### Trecho do documento
Brasília, 14 de setembro de 2009.
Ao Excelentíssimo Sr. Presidente da República
Luiz Inácio Lula da Silva
A Federação Nacional dos Trabalhadores em Aviação em Civil (Fentac/CUT) e seus sindicatos filiados, através deste documento, manifestam perante Vossa Excelência suas considerações a cerca das medidas encaminhadas pela presidente da Agência Nacional de Aviação Civil (Anac), Solange Vieira, visando a desnacionalização da aviação comercial brasileira e da administração da infraestrutura aeroportuária do país.
Os sindicatos cutistas, alguns com quase setenta anos de trajetória, vêm há muitas décadas defendendo a criação de um marco regulatório para o setor aéreo. Uma política para a aviação nacional à altura do nosso país e em defesa de sua soberania. Uma legislação moderna, capaz de criar um ambiente sadio para o surgimento, a manutenção e o crescimento das empresas aéreas brasileiras e dos postos de trabalho.
As entidades também defenderam, desde a Constituinte de 1988, a desmilitarização do Departamento de Aviação Civil (DAC), para que o órgão regulador e fiscalizador do setor fosse gerido de forma mais democrática, a exemplo do que ocorre em outros países desenvolvidos. Essa demanda foi contemplada pelo governo Lula, com a criação da Anac, em 2005.

### Dados fornecidos
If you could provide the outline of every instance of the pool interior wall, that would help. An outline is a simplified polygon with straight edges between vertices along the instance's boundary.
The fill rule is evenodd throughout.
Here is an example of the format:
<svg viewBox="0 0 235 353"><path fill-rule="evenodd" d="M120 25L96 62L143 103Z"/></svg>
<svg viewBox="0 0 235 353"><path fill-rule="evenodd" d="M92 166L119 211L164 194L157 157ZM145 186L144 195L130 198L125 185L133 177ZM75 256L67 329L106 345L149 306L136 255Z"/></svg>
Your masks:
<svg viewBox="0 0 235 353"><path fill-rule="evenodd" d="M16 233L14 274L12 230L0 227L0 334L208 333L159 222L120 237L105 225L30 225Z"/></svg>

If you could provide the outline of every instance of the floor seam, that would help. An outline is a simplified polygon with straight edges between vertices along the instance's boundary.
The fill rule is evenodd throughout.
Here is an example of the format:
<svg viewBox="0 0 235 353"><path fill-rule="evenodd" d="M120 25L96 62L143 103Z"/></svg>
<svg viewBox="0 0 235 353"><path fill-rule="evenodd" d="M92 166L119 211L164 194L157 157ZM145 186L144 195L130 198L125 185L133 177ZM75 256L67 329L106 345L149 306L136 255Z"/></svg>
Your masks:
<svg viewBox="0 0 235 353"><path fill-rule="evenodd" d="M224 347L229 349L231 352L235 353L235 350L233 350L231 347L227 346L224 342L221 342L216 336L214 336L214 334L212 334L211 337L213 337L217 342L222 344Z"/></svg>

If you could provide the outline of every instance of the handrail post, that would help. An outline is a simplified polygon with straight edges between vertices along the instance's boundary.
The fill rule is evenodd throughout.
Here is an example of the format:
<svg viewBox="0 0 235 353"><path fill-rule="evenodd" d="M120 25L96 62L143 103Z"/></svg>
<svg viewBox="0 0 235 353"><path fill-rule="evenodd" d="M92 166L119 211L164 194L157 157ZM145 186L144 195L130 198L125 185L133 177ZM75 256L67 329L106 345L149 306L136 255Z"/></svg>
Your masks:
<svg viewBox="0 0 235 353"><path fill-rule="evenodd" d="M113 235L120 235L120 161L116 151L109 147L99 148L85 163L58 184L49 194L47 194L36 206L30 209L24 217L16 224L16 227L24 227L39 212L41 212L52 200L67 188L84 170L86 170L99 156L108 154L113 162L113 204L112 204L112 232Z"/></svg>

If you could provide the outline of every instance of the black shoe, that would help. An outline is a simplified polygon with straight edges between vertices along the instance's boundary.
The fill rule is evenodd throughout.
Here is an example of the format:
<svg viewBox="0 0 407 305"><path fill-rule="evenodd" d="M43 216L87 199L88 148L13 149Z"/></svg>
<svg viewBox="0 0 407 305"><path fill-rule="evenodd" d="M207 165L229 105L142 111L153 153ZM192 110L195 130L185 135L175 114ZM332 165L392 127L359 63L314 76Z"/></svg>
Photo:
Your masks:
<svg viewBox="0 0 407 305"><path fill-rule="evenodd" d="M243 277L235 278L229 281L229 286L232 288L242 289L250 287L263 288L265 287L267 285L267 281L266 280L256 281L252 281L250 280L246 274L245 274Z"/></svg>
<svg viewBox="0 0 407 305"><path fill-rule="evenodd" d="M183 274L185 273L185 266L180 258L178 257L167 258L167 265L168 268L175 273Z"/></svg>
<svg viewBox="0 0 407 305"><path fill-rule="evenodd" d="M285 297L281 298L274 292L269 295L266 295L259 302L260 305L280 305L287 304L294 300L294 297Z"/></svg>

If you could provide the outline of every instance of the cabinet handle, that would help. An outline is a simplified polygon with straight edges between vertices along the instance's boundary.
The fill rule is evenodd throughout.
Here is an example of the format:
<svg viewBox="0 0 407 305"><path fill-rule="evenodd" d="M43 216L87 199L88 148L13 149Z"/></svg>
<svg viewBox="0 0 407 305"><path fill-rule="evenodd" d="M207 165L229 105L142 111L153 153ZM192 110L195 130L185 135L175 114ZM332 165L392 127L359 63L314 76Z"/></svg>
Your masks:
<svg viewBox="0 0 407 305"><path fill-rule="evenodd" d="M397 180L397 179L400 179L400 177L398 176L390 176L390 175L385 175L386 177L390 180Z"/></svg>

### Instruções do exercício
• A. Quais siglas aparecem na carta sobre a aviação civil? Liste todas.
• B. Dê sequência à carta sobre a aviação civil a partir do ponto em que ela termina.

### Resultados
• A. Fentac, CUT, Anac, DAC

• B.
As políticas para o setor
Em fevereiro de 2009, o governo promulgou o decreto que estabelece a Política Nacional de Aviação Civil (PNAC), formulada pelo Conselho de Aviação Civil (CONAC), a ser implementada pela Anac, Infraero e órgãos vinculados ao Ministério da Defesa.
Gostaríamos de dizer que as perspectivas para o setor, desta forma, não poderiam ser melhores. Contudo, uma verdadeira inversão de prioridades e papéis tem transformado todos esses avanços em um precipício para onde caminha a aviação civil brasileira.
O motivo é o fato de a Anac ter assumido um papel de formuladora de políticas, que deveria ser exclusivo do CONAC, composto por várias pastas do governo, em detrimento da fiscalização do setor aéreo que está, sob vários aspectos, abandonada.
Autorizada em suas iniciativas pelo ministro da Defesa, Nelson Jobim, a Anac desrespeita a legislação vigente, impondo de forma arbitrária e antidemocrática regras que levam à abertura total e irrestrita deste mercado – transporte aéreo de passageiros, cargas e administração de aeroportos – ao capital internacional, pondo em risco uma cadeia produtiva que abriga mais de cem mil trabalhadores.
Uma trajetória de perdas na aviação
O atraso na definição de uma política para o setor de aviação civil resultou em grandes prejuízos para a nação e os trabalhadores. O fim das operações da velha Varig significou para o país a perda da maioria dos voos internacionais operados por companhias brasileiras. Perdemos espaço e divisas, e hoje a maioria absoluta do transporte aéreo internacional no Brasil é realizada por empresas estrangeiras, tendo restado apenas poucas rotas operadas pela TAM e GOL.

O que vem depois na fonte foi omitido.